◆ **Texte fourni**:
····················

# qui connait esound ??



## GOOZ67 (8 Juillet 2004)

bonjour,
voulant installer a l'aide de fink KDE ou GNOME apres un certain temps de la compilation 
il me dit qu'il y a un probleme esound 0.28
qq'un a une idée (le fichier malloc.h se trouve ou ?)
faut-il peut etre fink-cvs ?

merci


----------



## kabutop (8 Juillet 2004)

esound : The Enlightened Sound Daemon
malloc.h provient du packet glibc... donc si tu as compilé la glibc dans fink, regarde si ton PATH est bon...
Les .h sont stockés dans include... donc avec fink, ca doit être dans /sw/include

A+


----------



## GOOZ67 (8 Juillet 2004)

kabutop a dit:
			
		

> esound : The Enlightened Sound Daemon
> malloc.h provient du packet glibc... donc si tu as compilé la glibc dans fink, regarde si ton PATH est bon...
> Les .h sont stockés dans include... donc avec fink, ca doit être dans /sw/include
> 
> A+



merci kabuto pr tes lumieres (malloc c'etait pour savoir simple question)
ms ds mon cas il s'agit d'un drole de probleme que ce soit sous gnome ou kde c'est la meme chose
marche pas 

apres avoir fait un fink selfupdate-rsync   puis fink selfupdate-all c'est la meme chose !!!
tu m'avais deja repondu sur un autre post ms me demandant d'etre plus precis sur le contenu que j'avais donné

(((audio_careaudio.c:411:error status undeclared (first use in this function)

make[2]:***[esd_audio.o] Error 1
make[1]:***[all-recursive] Error 2
make:***[all-recursive-am] Error 2
Failed:compiling esound-0.2.28-1 failled
)))))
ms mon tampon du terminal ne me permet pas plus que 4 pages et j'ai rien trouvé par rapport a tes dires :
""Quand tu mets une erreur de compilation, essaye de mettre la dernière ligne de gcc avec""

-maintenant quand essaye de compiler gnome avec fink il me dit :

failed : Can't resolve dependency "linc1-shlibs" for package "gnomemeeting-0.98 -10
(no matching packages/versions found)

bon je te laisse la parole


----------



## kabutop (8 Juillet 2004)

GOOZ67 a dit:
			
		

> (((audio_careaudio.c:411:error status undeclared (first use in this function)
> 
> make[2]:***[esd_audio.o] Error 1
> make[1]:***[all-recursive] Error 2
> ...

····················

Entrées d'un jeu de données:
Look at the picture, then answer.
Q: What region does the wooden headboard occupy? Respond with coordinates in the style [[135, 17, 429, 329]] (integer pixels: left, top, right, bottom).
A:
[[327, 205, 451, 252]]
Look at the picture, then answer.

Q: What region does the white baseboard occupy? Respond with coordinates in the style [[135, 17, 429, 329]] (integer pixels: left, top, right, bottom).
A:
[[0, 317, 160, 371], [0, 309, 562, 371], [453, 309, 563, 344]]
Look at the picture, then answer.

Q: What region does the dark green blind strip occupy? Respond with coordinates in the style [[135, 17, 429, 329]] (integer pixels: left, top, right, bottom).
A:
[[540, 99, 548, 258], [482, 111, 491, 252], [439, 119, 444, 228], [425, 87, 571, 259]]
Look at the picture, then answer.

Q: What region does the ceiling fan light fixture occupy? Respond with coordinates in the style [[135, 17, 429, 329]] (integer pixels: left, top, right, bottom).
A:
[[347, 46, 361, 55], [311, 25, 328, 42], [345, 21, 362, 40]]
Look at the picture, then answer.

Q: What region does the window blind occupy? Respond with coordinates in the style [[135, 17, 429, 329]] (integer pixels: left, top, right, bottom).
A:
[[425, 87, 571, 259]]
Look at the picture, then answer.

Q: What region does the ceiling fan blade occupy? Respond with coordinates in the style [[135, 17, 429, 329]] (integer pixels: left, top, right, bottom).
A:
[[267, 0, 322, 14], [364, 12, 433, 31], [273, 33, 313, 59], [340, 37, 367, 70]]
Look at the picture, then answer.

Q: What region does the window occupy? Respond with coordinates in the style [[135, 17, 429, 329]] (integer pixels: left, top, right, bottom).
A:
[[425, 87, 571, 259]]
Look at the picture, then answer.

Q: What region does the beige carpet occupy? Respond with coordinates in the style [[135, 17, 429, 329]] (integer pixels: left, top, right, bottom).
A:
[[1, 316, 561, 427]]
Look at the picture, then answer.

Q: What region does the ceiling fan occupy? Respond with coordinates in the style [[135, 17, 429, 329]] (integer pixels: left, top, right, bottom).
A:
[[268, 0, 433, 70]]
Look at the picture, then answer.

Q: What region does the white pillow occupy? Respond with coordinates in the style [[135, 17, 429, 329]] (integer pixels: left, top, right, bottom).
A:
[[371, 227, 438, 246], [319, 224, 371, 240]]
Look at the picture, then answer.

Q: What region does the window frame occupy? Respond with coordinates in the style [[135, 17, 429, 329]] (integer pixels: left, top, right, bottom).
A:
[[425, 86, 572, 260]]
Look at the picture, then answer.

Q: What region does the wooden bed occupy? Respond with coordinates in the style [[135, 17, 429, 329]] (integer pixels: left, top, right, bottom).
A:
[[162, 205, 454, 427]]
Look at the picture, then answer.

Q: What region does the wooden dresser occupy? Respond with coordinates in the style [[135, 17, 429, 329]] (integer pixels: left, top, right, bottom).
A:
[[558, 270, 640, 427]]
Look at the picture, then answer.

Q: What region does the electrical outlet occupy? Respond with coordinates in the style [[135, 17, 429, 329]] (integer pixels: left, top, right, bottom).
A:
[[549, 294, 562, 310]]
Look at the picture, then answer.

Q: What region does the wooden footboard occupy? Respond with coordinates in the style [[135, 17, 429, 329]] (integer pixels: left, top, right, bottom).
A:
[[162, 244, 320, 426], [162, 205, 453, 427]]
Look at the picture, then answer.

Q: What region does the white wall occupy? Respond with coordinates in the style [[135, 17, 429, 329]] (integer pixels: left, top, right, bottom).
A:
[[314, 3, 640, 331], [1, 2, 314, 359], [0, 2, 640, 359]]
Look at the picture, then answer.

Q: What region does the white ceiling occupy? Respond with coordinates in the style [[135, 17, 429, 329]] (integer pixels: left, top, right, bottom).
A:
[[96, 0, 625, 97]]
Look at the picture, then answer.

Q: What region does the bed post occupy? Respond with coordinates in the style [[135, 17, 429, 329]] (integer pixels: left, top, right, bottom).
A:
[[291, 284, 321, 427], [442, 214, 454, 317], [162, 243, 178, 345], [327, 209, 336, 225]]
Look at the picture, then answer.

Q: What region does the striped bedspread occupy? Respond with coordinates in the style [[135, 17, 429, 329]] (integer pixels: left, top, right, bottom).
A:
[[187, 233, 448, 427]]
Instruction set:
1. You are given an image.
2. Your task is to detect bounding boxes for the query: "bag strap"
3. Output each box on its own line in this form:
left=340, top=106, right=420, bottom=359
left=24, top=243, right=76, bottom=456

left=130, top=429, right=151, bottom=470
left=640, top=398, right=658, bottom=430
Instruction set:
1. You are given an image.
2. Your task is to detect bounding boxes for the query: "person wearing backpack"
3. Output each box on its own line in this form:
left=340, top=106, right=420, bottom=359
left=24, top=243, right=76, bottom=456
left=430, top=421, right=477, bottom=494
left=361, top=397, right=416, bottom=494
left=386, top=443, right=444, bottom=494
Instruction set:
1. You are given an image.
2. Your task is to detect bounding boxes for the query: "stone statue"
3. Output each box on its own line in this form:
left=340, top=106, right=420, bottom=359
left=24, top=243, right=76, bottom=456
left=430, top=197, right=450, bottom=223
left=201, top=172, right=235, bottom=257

····················

◆ **Énoncé du problème**: Recopiez fidèlement le passage de la discussion sur esound qui commence par « -maintenant quand essaye » et se termine par « matching packages/versions found) ». Les entrées ne jouent aucun rôle dans ce travail.

◆ **Réponse attendue**:
-maintenant quand essaye de compiler gnome avec fink il me dit :

failed : Can't resolve dependency "linc1-shlibs" for package "gnomemeeting-0.98 -10
(no matching packages/versions found)